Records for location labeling

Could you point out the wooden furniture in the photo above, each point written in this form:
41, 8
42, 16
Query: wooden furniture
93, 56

*What is being asked:* Reproduce every line above verbatim, changing nothing.

*Exercise result:*
Could you point out the wooden furniture in the photo above, each point written in this form:
41, 8
42, 16
Query: wooden furniture
93, 56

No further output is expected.